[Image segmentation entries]

• • •

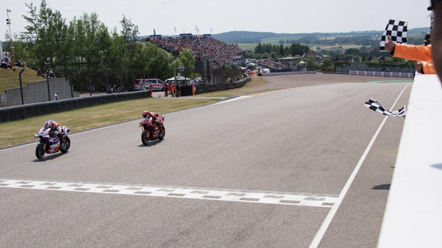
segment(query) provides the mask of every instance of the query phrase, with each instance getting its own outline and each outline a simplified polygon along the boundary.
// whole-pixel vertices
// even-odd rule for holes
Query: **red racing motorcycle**
[[[166,128],[164,128],[164,117],[160,115],[158,117],[159,122],[153,121],[152,118],[145,118],[138,124],[138,127],[143,128],[141,132],[141,142],[146,146],[149,141],[154,140],[163,140],[166,135]]]

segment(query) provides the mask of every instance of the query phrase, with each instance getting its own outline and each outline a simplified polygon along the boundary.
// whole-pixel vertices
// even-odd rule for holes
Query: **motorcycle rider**
[[[141,113],[141,115],[143,115],[143,118],[144,118],[144,120],[147,119],[149,120],[149,122],[151,123],[154,122],[157,125],[158,125],[158,126],[162,127],[161,122],[160,122],[160,118],[159,118],[160,115],[158,115],[158,113],[150,112],[147,110],[145,110]]]
[[[60,135],[62,133],[62,128],[60,124],[52,120],[48,120],[45,123],[44,128],[45,130],[51,128],[51,130],[49,130],[49,136],[52,137],[55,137],[56,136],[60,137]]]

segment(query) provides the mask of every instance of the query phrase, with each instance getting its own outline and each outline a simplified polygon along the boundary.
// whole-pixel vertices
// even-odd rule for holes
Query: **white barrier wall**
[[[415,77],[414,73],[410,72],[369,72],[367,70],[350,70],[350,75],[358,76],[375,76],[385,77],[404,77],[413,78]]]
[[[442,87],[415,77],[378,247],[442,247]]]

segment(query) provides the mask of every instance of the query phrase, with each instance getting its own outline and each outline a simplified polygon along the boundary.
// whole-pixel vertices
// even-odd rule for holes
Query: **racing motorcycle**
[[[160,121],[158,124],[156,122],[152,123],[152,118],[143,119],[138,124],[138,127],[143,128],[141,142],[143,142],[143,145],[147,145],[149,141],[156,139],[161,141],[164,139],[164,135],[166,135],[166,128],[163,124],[164,117],[160,115],[158,118]]]
[[[34,138],[40,139],[40,141],[38,141],[36,148],[36,156],[37,159],[42,159],[46,153],[66,152],[69,150],[69,147],[71,147],[71,139],[68,137],[68,133],[70,130],[70,127],[63,126],[62,133],[59,135],[51,137],[49,135],[51,128],[41,128],[34,135]]]

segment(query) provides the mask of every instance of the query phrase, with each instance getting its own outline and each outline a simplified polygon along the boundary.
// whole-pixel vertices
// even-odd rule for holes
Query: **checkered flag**
[[[364,105],[366,107],[372,109],[373,111],[382,113],[382,115],[389,115],[389,116],[397,116],[397,117],[402,117],[404,116],[405,117],[405,106],[402,107],[402,108],[394,111],[390,111],[389,110],[385,109],[384,107],[382,107],[382,105],[380,105],[377,100],[373,99],[373,98],[370,98],[370,100],[369,100],[368,102],[365,102],[365,104]]]
[[[385,51],[387,36],[390,36],[393,42],[406,44],[407,25],[408,22],[390,20],[380,39],[380,51]]]

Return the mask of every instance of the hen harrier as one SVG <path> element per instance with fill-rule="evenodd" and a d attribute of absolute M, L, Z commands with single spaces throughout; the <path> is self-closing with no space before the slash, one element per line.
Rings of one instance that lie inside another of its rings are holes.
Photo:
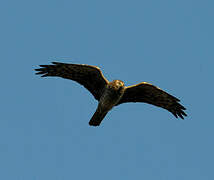
<path fill-rule="evenodd" d="M 91 126 L 99 126 L 106 114 L 117 105 L 127 102 L 143 102 L 159 106 L 171 112 L 176 118 L 187 116 L 176 97 L 164 92 L 160 88 L 141 82 L 133 86 L 125 86 L 123 81 L 109 82 L 96 66 L 85 64 L 67 64 L 53 62 L 52 65 L 40 65 L 35 69 L 42 77 L 58 76 L 71 79 L 88 89 L 99 101 L 96 112 L 89 121 Z"/>

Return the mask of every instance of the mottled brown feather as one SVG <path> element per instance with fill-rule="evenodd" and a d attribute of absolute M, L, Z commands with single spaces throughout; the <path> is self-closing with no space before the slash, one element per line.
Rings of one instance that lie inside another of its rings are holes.
<path fill-rule="evenodd" d="M 179 99 L 161 90 L 160 88 L 152 84 L 142 82 L 126 87 L 124 95 L 117 105 L 127 102 L 149 103 L 167 109 L 176 118 L 179 116 L 184 119 L 183 116 L 187 116 L 183 111 L 185 110 L 185 107 L 179 104 L 179 101 Z"/>
<path fill-rule="evenodd" d="M 52 63 L 52 65 L 40 65 L 41 68 L 35 69 L 38 71 L 36 74 L 41 74 L 42 77 L 58 76 L 74 80 L 88 89 L 95 99 L 100 99 L 108 80 L 98 67 L 85 64 Z"/>

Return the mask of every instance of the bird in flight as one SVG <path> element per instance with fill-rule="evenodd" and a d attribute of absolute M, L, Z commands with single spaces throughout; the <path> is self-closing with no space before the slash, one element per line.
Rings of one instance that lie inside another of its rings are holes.
<path fill-rule="evenodd" d="M 187 116 L 185 107 L 179 104 L 179 99 L 147 82 L 132 86 L 125 86 L 121 80 L 109 82 L 98 67 L 86 64 L 52 62 L 51 65 L 40 67 L 35 70 L 41 77 L 57 76 L 76 81 L 98 100 L 97 109 L 89 121 L 91 126 L 99 126 L 114 106 L 128 102 L 152 104 L 168 110 L 176 118 L 184 119 L 184 116 Z"/>

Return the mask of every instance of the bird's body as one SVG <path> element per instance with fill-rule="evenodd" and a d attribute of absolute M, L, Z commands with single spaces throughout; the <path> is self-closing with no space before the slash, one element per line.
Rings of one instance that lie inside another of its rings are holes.
<path fill-rule="evenodd" d="M 179 99 L 164 92 L 160 88 L 146 82 L 126 87 L 123 81 L 109 82 L 96 66 L 83 64 L 66 64 L 53 62 L 53 65 L 40 65 L 36 74 L 59 76 L 74 80 L 85 88 L 99 101 L 98 107 L 89 124 L 99 126 L 106 114 L 114 107 L 127 102 L 144 102 L 162 107 L 170 111 L 176 118 L 186 116 L 185 108 Z"/>

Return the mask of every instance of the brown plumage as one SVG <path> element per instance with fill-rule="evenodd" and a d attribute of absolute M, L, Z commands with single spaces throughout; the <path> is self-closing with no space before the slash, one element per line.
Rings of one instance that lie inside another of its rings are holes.
<path fill-rule="evenodd" d="M 185 108 L 179 104 L 179 99 L 152 84 L 142 82 L 125 87 L 120 80 L 109 82 L 98 67 L 85 64 L 53 62 L 52 65 L 40 67 L 35 69 L 38 71 L 36 74 L 41 74 L 42 77 L 58 76 L 74 80 L 92 93 L 99 101 L 97 110 L 89 121 L 92 126 L 99 126 L 114 106 L 127 102 L 144 102 L 162 107 L 176 118 L 184 119 L 184 116 L 187 116 Z"/>

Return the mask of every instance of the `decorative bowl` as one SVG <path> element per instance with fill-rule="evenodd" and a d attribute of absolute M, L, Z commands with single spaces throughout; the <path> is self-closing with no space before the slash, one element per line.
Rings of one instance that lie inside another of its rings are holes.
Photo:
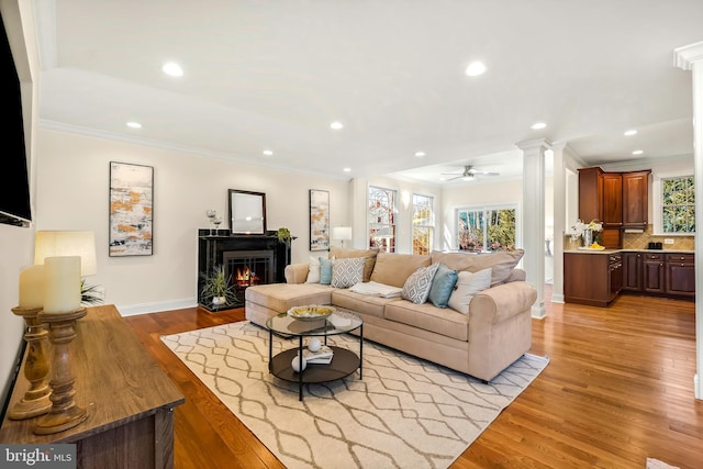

• • •

> _The problem_
Recast these lines as a numbered list, leaving out blank lines and the pictures.

> _Problem solution_
1. segment(query) provides the mask of every instance of the query phrase, with each instance getting its own outline and each outline a simplified polygon along the boundary.
2. // whole-pixel vertices
3. // even-odd rule for holes
4. Query: **red racing motorcycle**
5. [[[166,128],[164,128],[164,117],[160,115],[158,117],[159,122],[153,121],[152,118],[145,118],[138,124],[138,127],[143,128],[141,132],[141,142],[146,146],[149,141],[154,140],[163,140],[166,135]]]
6. segment(query) provides the mask of every instance of the query phrase, with each instance getting its own outline and each outline a simplified polygon along the boundary.
7. // whole-pixel vertices
8. // even-odd rule for holes
9. Query: **motorcycle rider**
10. [[[141,113],[141,115],[143,115],[143,118],[144,118],[144,120],[147,119],[149,120],[149,122],[151,123],[154,122],[157,125],[158,125],[158,126],[162,127],[161,122],[160,122],[160,118],[159,118],[160,115],[158,115],[158,113],[150,112],[147,110],[145,110]]]
11. [[[60,135],[62,133],[62,128],[60,124],[52,120],[48,120],[45,123],[44,128],[45,130],[51,128],[51,130],[49,130],[49,136],[52,137],[55,137],[56,136],[60,137]]]
12. segment(query) provides the mask of every instance of the query phrase, with each instance getting its own outline and each outline a simplified polygon along the boundary.
13. // whole-pixel vertices
14. // even-odd rule for holes
15. Query: **white barrier wall**
16. [[[415,77],[414,73],[410,72],[369,72],[367,70],[350,70],[350,75],[358,76],[375,76],[385,77],[404,77],[413,78]]]
17. [[[442,87],[415,77],[378,247],[442,247]]]
18. segment(query) provides the mask of every instance of the query phrase, with each instance getting its own outline and each outline a simplified polygon along the boundary.
19. // whole-pixel vertices
20. // even-odd rule for holes
21. Query: **racing motorcycle**
22. [[[160,121],[158,124],[156,122],[152,123],[152,118],[143,119],[138,124],[138,127],[143,128],[141,142],[143,142],[143,145],[147,145],[149,141],[156,139],[161,141],[164,139],[164,135],[166,135],[166,128],[163,124],[164,117],[160,115],[158,118]]]
23. [[[34,138],[40,139],[40,141],[38,141],[36,148],[36,156],[37,159],[42,159],[46,153],[66,152],[69,150],[69,147],[71,147],[71,139],[68,137],[68,133],[70,130],[70,127],[63,126],[62,133],[59,135],[51,137],[49,135],[51,128],[41,128],[34,135]]]
24. segment(query) provides the mask of every instance of the query phrase, with each instance getting its own outline and each outline a simplified polygon along the boundary.
25. // whole-pixel vertices
26. // even-odd rule for holes
27. Query: **checkered flag**
28. [[[364,105],[366,107],[372,109],[373,111],[382,113],[382,115],[389,115],[389,116],[397,116],[397,117],[402,117],[404,116],[405,117],[405,106],[402,107],[402,108],[394,111],[390,111],[389,110],[385,109],[384,107],[382,107],[382,105],[380,105],[377,100],[373,99],[373,98],[370,98],[370,100],[369,100],[368,102],[365,102],[365,104]]]
29. [[[385,51],[387,36],[390,36],[393,42],[406,44],[407,25],[408,22],[390,20],[380,39],[380,51]]]
30. Return the mask of every instance of the hen harrier as one SVG <path> element per instance with fill-rule="evenodd" and a d attribute of absolute M, L, Z commands with single spaces throughout; the <path> is self-closing with no space before the slash, one element per line.
31. Rings of one instance that lie inside another of its rings are holes.
32. Photo:
33. <path fill-rule="evenodd" d="M 91 126 L 99 126 L 106 114 L 117 105 L 127 102 L 143 102 L 159 106 L 171 112 L 176 118 L 187 116 L 176 97 L 164 92 L 160 88 L 141 82 L 133 86 L 125 86 L 123 81 L 109 82 L 96 66 L 85 64 L 67 64 L 53 62 L 52 65 L 40 65 L 35 69 L 42 77 L 58 76 L 71 79 L 88 89 L 99 101 L 96 112 L 89 121 Z"/>
34. Return the mask of every instance of the mottled brown feather as one SVG <path> element per instance with fill-rule="evenodd" and a d attribute of absolute M, L, Z commands with single spaces throughout; the <path> is self-closing with no space before the slash, one element per line.
35. Rings of one instance that lie inside another of its rings are holes.
36. <path fill-rule="evenodd" d="M 179 99 L 161 90 L 160 88 L 152 84 L 142 82 L 126 87 L 124 95 L 117 105 L 127 102 L 149 103 L 167 109 L 176 118 L 179 116 L 184 119 L 183 116 L 187 116 L 183 111 L 185 110 L 185 107 L 179 104 L 179 101 Z"/>
37. <path fill-rule="evenodd" d="M 52 63 L 52 65 L 40 65 L 41 68 L 35 69 L 38 71 L 36 74 L 41 74 L 42 77 L 58 76 L 74 80 L 88 89 L 95 99 L 100 99 L 108 80 L 98 67 L 85 64 Z"/>
38. Return the mask of every instance of the bird in flight as one SVG <path> element per instance with fill-rule="evenodd" and a d attribute of absolute M, L, Z commands with single spaces throughout; the <path> is self-closing with no space before the slash, one element per line.
39. Rings of one instance that lie inside another of its rings are holes.
40. <path fill-rule="evenodd" d="M 187 116 L 185 107 L 179 104 L 179 99 L 147 82 L 132 86 L 125 86 L 121 80 L 109 82 L 98 67 L 86 64 L 52 62 L 51 65 L 40 67 L 35 70 L 41 77 L 57 76 L 76 81 L 98 100 L 97 109 L 89 121 L 91 126 L 99 126 L 114 106 L 128 102 L 152 104 L 168 110 L 176 118 L 184 119 L 184 116 Z"/>
41. Return the mask of every instance of the bird's body as one SVG <path> element per instance with fill-rule="evenodd" and a d attribute of absolute M, L, Z commands with single spaces throughout; the <path> is self-closing with no space before the slash, one element per line.
42. Rings of one instance that lie inside another of its rings are holes.
43. <path fill-rule="evenodd" d="M 179 99 L 164 92 L 160 88 L 146 82 L 126 87 L 123 81 L 109 82 L 96 66 L 83 64 L 66 64 L 53 62 L 53 65 L 40 65 L 36 74 L 59 76 L 74 80 L 85 88 L 99 101 L 98 107 L 89 124 L 99 126 L 106 114 L 114 107 L 127 102 L 144 102 L 162 107 L 170 111 L 176 118 L 186 116 L 185 108 Z"/>
44. Return the mask of every instance of the brown plumage as one SVG <path> element per instance with fill-rule="evenodd" and a d attribute of absolute M, L, Z commands with single spaces throughout; the <path> is self-closing with no space before the slash, one element per line.
45. Rings of one instance that lie inside another of its rings are holes.
46. <path fill-rule="evenodd" d="M 185 108 L 179 104 L 179 99 L 152 84 L 142 82 L 125 87 L 120 80 L 109 82 L 98 67 L 85 64 L 53 62 L 52 65 L 40 67 L 35 69 L 38 71 L 36 74 L 41 74 L 42 77 L 58 76 L 74 80 L 92 93 L 99 101 L 97 110 L 89 121 L 92 126 L 99 126 L 114 106 L 127 102 L 144 102 L 162 107 L 176 118 L 184 119 L 184 116 L 187 116 Z"/>
47. Return the mask of every instance of the `decorative bowl` as one SVG <path> element per instance with fill-rule="evenodd" and a d attribute of absolute M, L, Z commands with single spaces throughout; the <path> is self-closing with no space before the slash, one element per line.
48. Rings of one instance that lie inside another of its rings are holes.
49. Photo:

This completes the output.